Extract, exactly as written, all lines of the material below from the line that includes "phone screen with a single marker." through its last line.

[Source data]
**********

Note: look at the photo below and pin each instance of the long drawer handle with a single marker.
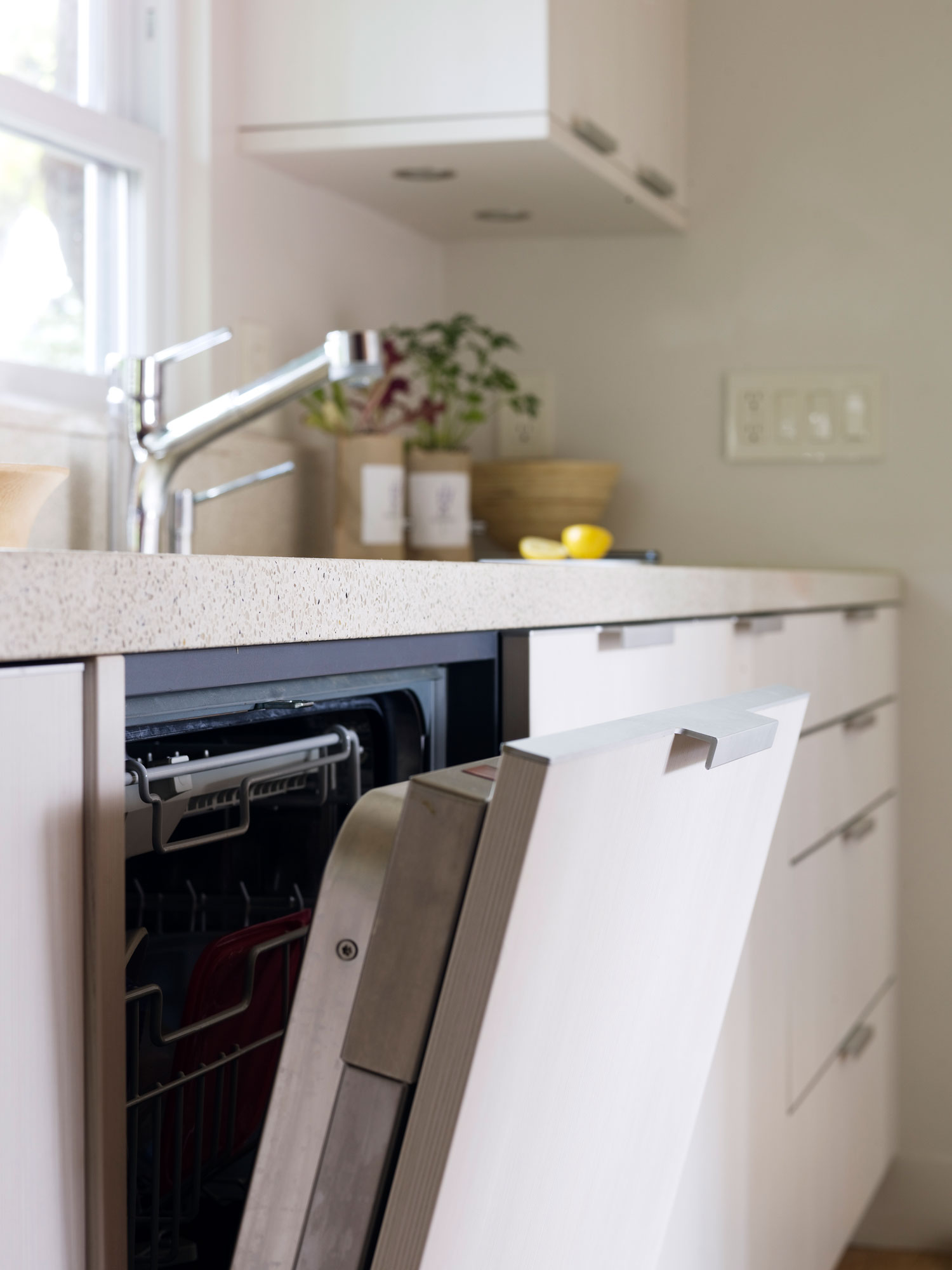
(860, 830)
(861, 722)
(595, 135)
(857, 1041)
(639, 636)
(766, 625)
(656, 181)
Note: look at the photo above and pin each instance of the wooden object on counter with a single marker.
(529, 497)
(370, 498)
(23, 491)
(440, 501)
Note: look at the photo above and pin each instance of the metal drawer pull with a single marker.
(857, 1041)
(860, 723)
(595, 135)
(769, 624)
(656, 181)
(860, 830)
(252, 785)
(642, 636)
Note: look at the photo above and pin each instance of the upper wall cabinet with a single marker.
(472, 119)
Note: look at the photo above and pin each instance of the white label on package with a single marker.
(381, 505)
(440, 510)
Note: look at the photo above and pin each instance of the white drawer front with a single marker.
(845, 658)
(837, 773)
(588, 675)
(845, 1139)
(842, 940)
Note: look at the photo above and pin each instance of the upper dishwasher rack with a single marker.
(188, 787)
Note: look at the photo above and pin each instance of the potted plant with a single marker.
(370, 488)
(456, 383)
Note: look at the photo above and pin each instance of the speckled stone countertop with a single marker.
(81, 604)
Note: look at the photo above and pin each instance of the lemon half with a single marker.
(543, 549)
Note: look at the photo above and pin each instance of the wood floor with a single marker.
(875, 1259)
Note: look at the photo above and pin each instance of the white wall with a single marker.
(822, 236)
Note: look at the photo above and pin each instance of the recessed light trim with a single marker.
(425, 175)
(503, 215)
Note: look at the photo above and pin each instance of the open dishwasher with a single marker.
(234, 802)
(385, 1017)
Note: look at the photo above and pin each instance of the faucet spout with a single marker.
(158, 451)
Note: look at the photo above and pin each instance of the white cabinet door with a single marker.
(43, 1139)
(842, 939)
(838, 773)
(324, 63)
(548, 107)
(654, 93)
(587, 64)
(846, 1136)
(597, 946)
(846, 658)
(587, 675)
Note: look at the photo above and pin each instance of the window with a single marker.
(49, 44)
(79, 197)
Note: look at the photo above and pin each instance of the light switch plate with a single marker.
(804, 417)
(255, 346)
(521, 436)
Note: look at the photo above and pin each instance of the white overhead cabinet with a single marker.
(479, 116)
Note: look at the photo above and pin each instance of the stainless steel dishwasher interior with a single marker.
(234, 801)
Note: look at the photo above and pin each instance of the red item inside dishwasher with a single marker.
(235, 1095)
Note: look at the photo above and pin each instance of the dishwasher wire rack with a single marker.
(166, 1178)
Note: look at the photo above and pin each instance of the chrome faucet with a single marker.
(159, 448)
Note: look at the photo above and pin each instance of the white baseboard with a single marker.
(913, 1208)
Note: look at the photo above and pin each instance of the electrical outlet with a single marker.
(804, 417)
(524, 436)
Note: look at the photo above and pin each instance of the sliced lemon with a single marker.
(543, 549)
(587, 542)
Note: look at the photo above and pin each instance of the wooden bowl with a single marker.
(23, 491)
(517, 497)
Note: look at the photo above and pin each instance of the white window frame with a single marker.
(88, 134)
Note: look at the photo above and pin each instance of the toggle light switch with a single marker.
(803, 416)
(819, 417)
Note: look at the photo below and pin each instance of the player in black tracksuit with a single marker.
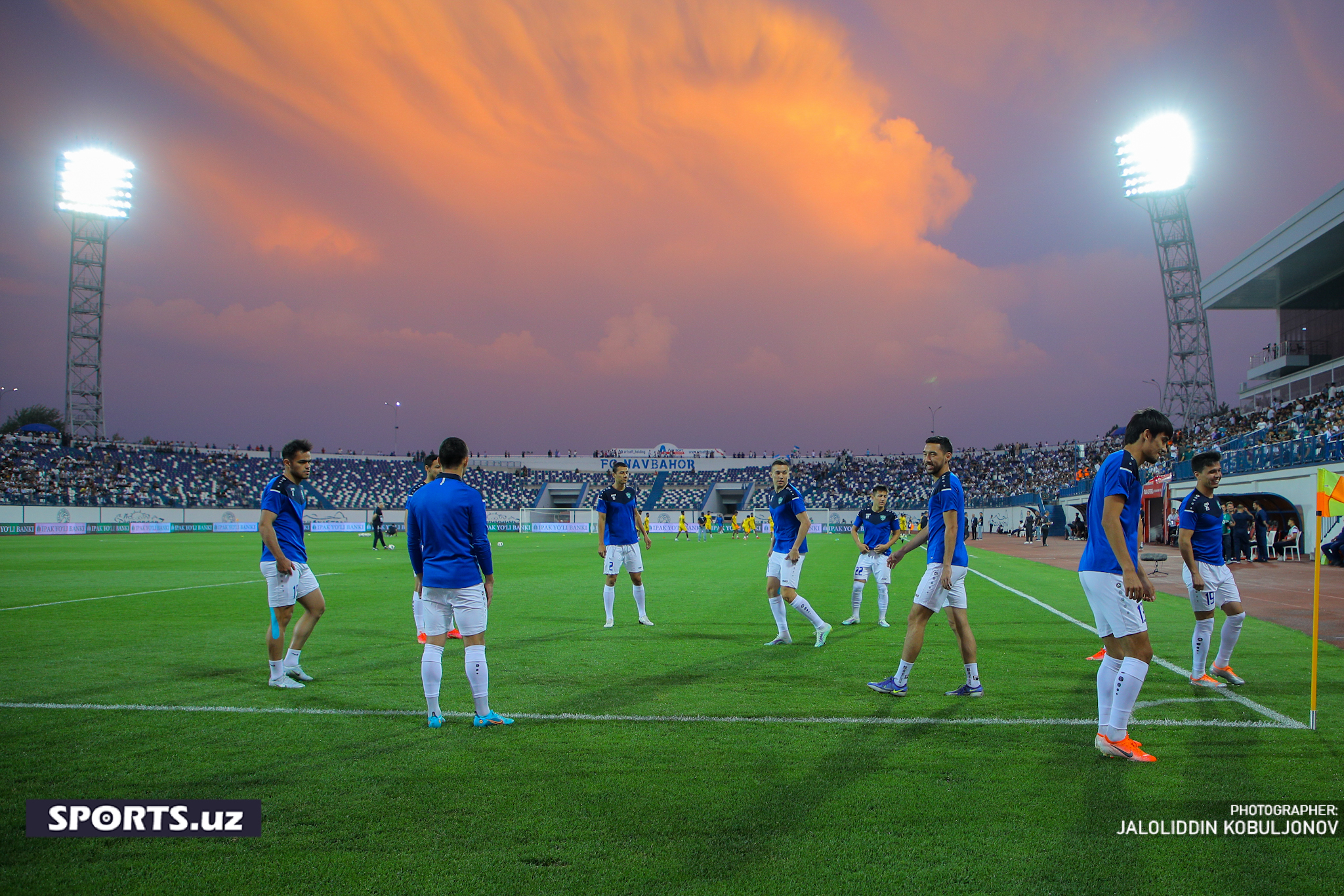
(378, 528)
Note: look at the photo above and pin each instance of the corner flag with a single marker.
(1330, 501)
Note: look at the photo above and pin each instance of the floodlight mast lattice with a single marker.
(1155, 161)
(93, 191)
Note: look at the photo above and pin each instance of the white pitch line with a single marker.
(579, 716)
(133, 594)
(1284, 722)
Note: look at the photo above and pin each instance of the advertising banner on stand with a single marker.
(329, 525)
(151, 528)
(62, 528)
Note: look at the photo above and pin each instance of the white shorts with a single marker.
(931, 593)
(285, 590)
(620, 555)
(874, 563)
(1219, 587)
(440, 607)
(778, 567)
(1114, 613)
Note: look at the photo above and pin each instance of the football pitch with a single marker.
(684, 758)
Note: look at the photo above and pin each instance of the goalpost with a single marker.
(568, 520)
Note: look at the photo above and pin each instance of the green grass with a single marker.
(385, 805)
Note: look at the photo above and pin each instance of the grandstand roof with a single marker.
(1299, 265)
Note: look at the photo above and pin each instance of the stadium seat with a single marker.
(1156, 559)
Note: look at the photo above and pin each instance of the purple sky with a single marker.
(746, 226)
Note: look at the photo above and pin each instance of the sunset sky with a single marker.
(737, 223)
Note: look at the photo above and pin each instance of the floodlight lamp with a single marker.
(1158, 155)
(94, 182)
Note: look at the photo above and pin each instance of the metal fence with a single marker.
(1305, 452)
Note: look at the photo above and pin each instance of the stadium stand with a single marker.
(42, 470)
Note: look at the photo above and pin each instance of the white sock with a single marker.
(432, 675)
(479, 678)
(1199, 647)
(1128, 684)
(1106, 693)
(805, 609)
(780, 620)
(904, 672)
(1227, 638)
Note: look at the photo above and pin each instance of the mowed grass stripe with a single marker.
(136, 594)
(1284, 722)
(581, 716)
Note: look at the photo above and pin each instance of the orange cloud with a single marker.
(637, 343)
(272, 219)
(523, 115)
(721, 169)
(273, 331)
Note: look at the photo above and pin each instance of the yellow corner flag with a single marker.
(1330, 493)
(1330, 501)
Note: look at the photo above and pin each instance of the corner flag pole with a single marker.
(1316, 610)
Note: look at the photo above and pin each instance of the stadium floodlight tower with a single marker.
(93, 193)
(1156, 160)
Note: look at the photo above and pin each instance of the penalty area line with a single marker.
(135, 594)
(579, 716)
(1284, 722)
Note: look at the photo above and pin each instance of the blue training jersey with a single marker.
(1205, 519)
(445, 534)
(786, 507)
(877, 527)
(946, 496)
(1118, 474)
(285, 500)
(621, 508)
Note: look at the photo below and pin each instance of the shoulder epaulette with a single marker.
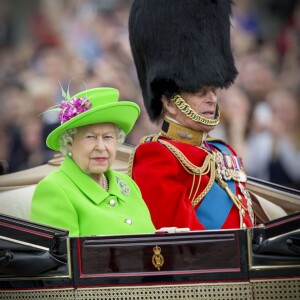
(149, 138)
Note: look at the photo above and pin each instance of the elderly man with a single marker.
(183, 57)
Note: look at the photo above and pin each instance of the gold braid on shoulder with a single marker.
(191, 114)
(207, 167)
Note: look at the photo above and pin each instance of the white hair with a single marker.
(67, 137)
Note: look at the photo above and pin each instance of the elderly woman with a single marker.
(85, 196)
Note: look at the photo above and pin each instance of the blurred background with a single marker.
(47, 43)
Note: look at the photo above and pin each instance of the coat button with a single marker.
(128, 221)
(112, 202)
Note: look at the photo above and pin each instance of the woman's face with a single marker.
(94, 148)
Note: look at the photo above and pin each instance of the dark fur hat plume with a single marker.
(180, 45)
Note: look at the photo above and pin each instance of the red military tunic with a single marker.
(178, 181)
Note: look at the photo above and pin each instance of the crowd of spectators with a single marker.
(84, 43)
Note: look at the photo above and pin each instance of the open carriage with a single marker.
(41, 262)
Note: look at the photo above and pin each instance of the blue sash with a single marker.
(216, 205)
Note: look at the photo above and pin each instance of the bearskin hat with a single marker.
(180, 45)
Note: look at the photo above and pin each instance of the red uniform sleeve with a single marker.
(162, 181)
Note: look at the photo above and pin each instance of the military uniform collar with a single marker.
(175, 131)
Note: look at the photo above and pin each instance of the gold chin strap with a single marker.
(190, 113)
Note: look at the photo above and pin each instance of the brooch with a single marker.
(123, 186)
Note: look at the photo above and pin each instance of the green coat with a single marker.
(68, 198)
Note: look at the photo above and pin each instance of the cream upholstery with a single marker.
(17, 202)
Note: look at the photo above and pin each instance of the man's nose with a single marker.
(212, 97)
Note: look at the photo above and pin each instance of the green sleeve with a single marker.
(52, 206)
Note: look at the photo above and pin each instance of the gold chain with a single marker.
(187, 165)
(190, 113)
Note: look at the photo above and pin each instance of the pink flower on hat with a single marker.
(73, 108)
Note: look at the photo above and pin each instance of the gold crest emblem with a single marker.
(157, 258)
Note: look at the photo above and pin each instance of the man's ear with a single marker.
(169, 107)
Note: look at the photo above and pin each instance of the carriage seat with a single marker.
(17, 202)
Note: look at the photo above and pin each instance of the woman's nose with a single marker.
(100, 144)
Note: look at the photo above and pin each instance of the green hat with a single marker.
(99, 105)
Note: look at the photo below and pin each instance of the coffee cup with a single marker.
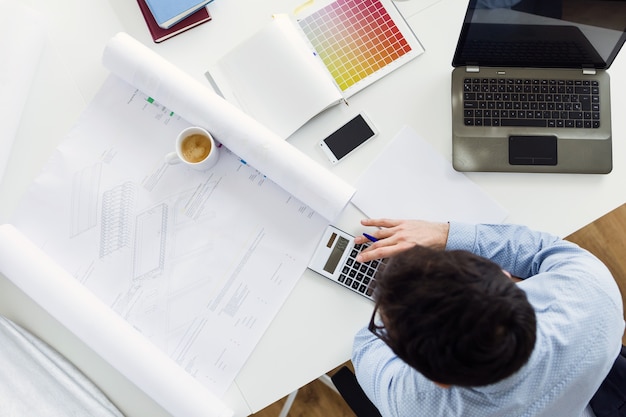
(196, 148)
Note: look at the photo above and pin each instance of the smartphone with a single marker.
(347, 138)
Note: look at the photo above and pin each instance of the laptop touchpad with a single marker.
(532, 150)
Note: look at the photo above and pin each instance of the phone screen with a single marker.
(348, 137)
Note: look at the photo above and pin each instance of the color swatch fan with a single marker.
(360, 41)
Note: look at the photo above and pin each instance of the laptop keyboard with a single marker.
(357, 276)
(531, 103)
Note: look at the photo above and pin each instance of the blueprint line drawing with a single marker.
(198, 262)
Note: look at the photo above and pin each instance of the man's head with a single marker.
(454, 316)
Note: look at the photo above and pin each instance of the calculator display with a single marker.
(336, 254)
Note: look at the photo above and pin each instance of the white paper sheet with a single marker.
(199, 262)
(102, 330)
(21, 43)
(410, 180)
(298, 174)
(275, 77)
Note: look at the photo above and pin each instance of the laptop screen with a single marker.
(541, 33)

**********

SOLVED PROBLEM
Note: look at the photo above and pin each instance of the phone screen with a single marker.
(348, 137)
Note: look at the photo above and pin each instance of the color swatch fan with a single marker.
(360, 41)
Note: look at the photo above and pin each instance of the laptop keyboard with a single marker.
(357, 276)
(531, 103)
Note: look at the photo above and pin each instance of the blueprint line drawing with a single marker.
(198, 262)
Note: look at the photo above and pin each instance of the man's head with a single marker.
(454, 316)
Note: look at the photo above and pin each instance of the calculator display with a single marker.
(336, 254)
Note: look at the photo above and pin each instance of the white paper sheet with a single marker.
(199, 262)
(102, 330)
(21, 43)
(410, 180)
(298, 174)
(275, 77)
Note: look at the photo above and pin each instance of the laptop screen with a single marker.
(541, 33)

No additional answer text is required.